[Task details] Print, word for word, the passage of the bail bond opinion below between "Sun Surety Insurance" and "of the Respondents.", inclusive.

--- Start Extracted text ---

Appeal from the District Court of the Fourth Judicial District, State of Idaho, Ada County. Hon. Ron Schilling, District Judge.
The opinion of the court was delivered by: Schwartzman, Judge Pro Tem
) 2013 Unpublished Opinion No. 450
) Stephen W. Kenyon, Clerk
) THIS IS AN UNPUBLISHED ) OPINION AND SHALL NOT ) BE CITED AS AUTHORITY
Order of the district court granting summary judgment on grounds of res judicata, affirmed.
Sun Surety Insurance Company (Sun Surety) filed a civil action against the District Court of the Fourth Judicial District of the State of Idaho and several state employees in their official capacities (collectively "Respondents") seeking to set aside the forfeiture of a bail bond and to exonerate the bond, after having been denied the same relief in the bond forfeiture proceedings arising from the underlying criminal case. The district court determined that Sun Surety's civil claim was barred by res judicata and entered summary judgment in favor of the Respondents.
In May 2008, Elliott Bailey was charged with delivery of a controlled substance and driving without privileges. Bailey was released on bail after Steven Ellefson, a bail agent authorized to execute an undertaking of bail bond on behalf of Sun Surety, posted bond in the amount of $150,000. When Bailey failed to appear for a change of plea hearing on November 3, the district court entered an order forfeiting bail and issued a bench warrant for his arrest. The court clerk mailed a notice of the bail forfeiture to Ellefson the same day. Bailey was re-arrested on November 6, and the criminal case was quickly resolved; Bailey pleaded guilty shortly thereafter, and was held in custody until sentencing.

--- End Extracted text ---
--- Start Supplied records ---

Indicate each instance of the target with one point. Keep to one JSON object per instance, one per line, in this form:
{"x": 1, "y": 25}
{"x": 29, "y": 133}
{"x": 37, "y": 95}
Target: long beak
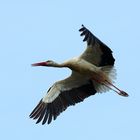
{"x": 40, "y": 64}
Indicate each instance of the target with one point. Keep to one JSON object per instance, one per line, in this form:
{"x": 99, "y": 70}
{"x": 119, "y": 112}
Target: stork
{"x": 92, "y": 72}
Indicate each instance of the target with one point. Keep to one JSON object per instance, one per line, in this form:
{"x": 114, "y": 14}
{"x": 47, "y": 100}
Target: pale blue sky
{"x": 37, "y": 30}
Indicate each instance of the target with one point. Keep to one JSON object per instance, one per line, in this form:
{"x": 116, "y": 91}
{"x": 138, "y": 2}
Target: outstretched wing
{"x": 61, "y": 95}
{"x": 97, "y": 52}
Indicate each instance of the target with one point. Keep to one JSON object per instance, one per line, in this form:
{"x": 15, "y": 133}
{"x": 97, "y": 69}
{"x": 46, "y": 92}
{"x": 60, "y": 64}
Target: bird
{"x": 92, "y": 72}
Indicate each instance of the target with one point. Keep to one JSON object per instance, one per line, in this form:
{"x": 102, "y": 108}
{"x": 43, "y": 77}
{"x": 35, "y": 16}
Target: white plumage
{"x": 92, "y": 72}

--- End Supplied records ---
--- Start Supplied records ---

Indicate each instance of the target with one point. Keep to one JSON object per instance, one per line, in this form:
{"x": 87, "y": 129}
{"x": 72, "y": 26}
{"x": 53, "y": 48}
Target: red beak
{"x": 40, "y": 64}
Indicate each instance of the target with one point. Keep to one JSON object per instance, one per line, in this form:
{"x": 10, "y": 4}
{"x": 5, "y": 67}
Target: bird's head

--- End Supplied records ---
--- Start Supplied records ---

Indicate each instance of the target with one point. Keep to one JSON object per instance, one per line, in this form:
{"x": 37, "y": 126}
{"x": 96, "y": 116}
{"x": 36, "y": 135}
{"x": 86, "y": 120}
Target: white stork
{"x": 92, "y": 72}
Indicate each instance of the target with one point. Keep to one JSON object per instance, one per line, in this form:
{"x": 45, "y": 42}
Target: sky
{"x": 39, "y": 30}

--- End Supplied records ---

[Solved exercise]
Sun Surety Insurance Company (Sun Surety) filed a civil action against the District Court of the Fourth Judicial District of the State of Idaho and several state employees in their official capacities (collectively "Respondents") seeking to set aside the forfeiture of a bail bond and to exonerate the bond, after having been denied the same relief in the bond forfeiture proceedings arising from the underlying criminal case. The district court determined that Sun Surety's civil claim was barred by res judicata and entered summary judgment in favor of the Respondents.